*SELECTED PASSAGE*

Stephanie Cawthon, the executive director of the National Disability Center for Student Success, said all students, even those without accommodations, can benefit from the increase in students registered to receive accommodations because it incentivized faculty to restructure courses in a more accessible way for all students, like permitting flexible seating arrangements.
“As faculty members receive more requests, they change the design of their courses so that they’re not as needing to be accommodated,” Cawthon said. “The courses themselves are more accessible, so that there aren’t as many requests that really require an after-the-fact modification.”
Georgia Cochran, a sophomore who receives both academic and housing accommodations for her anxiety, said communicating with DSS was hard last year because of the staffing issues, and she doesn’t think all students were able to get proper care, though she said the communication between DSS and students has improved this year.
The DSS office’s website displays 11 staff members, consistent with the number of staff they employed in April 2025. The office’s website in April 2025 also listed five student employees, while its current website does not, though a University spokesperson said the office currently has student employees.
“I feel like it’s easier to get in contact with your representative now and stuff, I may be wrong on that, but at least that’s my experience,” Cochran said.
Cochran said she didn’t have accommodations in high school but applied going into her first year at GW because she felt she didn’t have enough time on tests. She said there are some stigmas surrounding accommodations, but increased use of them has made them more normalized among the student body.
Lilly Shaw, a junior and the president of GW Chronic Health Advocates, said DSS has supported her throughout her time at GW, and her DSS caseworker has taken time to meet with her and ensure she was getting the support she needed after adding accommodations mid-semester. She added that she had not experienced any impact because of DSS staffing shortages in past years.
“DSS does incredible work to make students feel supported,” Shaw said in an email. “I am grateful for their assistance through my years at GW so far. In fact, the DSS office has gone above and beyond at times, for example by helping me make testing accommodations when exam dates shifted.”

*USING THE INFORMATION*
• a. Quote the stretch of the disability services passage from "The DSS office’s" through "the student body.".
• b. List every person named in the disability services passage.
• c. Carry on the passage about disability support services at GW, starting right after its final sentence.

*PROVIDED DATA*
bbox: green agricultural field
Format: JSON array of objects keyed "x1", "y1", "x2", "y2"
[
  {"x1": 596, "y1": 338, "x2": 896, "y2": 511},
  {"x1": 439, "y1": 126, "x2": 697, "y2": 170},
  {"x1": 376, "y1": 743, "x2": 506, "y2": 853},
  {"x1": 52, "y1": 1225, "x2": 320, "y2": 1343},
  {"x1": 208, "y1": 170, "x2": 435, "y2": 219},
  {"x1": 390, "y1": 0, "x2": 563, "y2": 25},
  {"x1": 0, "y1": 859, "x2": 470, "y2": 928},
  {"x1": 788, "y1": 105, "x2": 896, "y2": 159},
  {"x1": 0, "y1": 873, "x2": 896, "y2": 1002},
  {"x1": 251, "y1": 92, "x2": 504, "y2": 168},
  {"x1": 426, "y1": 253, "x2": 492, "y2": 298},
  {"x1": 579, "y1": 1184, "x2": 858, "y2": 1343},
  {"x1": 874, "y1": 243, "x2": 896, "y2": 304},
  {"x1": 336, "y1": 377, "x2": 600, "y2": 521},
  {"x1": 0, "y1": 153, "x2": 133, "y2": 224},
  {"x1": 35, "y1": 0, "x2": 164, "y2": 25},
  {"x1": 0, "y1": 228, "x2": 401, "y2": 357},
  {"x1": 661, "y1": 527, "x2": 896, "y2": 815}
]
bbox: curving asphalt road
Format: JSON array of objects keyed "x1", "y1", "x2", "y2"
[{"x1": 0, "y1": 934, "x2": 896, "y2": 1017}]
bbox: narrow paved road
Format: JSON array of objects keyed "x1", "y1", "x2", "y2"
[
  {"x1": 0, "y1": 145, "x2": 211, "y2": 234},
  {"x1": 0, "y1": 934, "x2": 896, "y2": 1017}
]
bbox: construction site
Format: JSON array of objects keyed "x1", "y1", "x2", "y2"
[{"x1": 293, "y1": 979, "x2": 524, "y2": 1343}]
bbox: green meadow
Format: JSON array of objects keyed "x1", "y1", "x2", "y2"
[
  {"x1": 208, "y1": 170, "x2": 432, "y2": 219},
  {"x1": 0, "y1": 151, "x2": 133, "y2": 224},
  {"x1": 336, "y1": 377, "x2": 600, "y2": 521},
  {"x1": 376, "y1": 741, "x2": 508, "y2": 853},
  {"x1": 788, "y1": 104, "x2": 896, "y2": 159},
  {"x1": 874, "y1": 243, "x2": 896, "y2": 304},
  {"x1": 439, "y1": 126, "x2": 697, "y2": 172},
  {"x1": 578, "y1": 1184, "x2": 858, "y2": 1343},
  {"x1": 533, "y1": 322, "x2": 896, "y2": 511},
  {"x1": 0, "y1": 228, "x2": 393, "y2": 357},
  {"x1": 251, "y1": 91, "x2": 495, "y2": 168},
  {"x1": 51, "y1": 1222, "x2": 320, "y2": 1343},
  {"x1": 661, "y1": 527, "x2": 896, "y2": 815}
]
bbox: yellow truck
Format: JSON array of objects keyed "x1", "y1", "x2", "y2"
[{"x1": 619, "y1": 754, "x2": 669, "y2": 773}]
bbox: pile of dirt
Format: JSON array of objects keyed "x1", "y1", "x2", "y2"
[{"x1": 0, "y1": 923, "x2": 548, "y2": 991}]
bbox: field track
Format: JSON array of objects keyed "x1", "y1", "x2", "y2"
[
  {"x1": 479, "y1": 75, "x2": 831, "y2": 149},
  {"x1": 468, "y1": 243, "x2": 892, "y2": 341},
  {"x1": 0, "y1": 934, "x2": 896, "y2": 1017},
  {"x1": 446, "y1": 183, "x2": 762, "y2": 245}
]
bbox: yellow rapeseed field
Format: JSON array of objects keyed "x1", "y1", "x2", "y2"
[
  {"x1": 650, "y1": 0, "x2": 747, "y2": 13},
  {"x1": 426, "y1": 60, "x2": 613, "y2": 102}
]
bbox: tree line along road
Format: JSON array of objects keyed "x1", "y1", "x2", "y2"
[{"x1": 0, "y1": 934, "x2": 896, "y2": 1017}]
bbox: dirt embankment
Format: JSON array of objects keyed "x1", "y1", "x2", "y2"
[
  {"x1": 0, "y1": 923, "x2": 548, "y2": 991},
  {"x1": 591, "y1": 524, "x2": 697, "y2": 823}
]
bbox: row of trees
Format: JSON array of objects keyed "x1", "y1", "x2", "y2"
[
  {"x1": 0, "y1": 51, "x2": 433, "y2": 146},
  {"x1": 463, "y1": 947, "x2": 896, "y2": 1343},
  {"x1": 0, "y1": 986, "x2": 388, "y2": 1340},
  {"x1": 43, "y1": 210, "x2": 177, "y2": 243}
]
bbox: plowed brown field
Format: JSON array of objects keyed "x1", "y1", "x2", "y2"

*ANSWERS FOR THIS EXERCISE*
• a.
The DSS office’s website displays 11 staff members, consistent with the number of staff they employed in April 2025. The office’s website in April 2025 also listed five student employees, while its current website does not, though a University spokesperson said the office currently has student employees.
“I feel like it’s easier to get in contact with your representative now and stuff, I may be wrong on that, but at least that’s my experience,” Cochran said.
Cochran said she didn’t have accommodations in high school but applied going into her first year at GW because she felt she didn’t have enough time on tests. She said there are some stigmas surrounding accommodations, but increased use of them has made them more normalized among the student body.

• b. Stephanie Cawthon, Georgia Cochran, Lilly Shaw

• c.
Heather MacDonald, a sophomore who has a mobility disability, said reduced stigma around neurodivergencies and mental health has resulted in increased accommodations in higher education compared to decades ago, though she said disabilities are still stigmatized. She added accommodations can’t always correct stigmatization by students because they don’t protect disabled students from peers asking invasive questions or from experiencing ableism from peers, though it’s a start.
“Destigmatizing disability starts with accommodation, but can only be fully achieved with education and openness surrounding the topic,” MacDonald said in a message.
MacDonald said she has had accommodations for her disability since she was in elementary school, so by the time she was applying to college, the process for applying for accommodations at GW seemed “simple.”
“I feel like both my parents and me were very used to the process,” MacDonald said. “It wasn’t something new that I had to navigate.”
Keith Altman, the managing partner of K Altman Law, a firm that specializes in special education, said most of the students registering with their school’s disability office and receiving accommodations actually need them.
He said, though, there are likely instances of students registering for accommodations who should not necessarily be eligible for them.
“What percentage of people game the system? I can’t tell you, and I don’t even know how you necessarily can detect it,” Altman said. “I’m sure it happens, but I don’t think that’s leading to the increase.”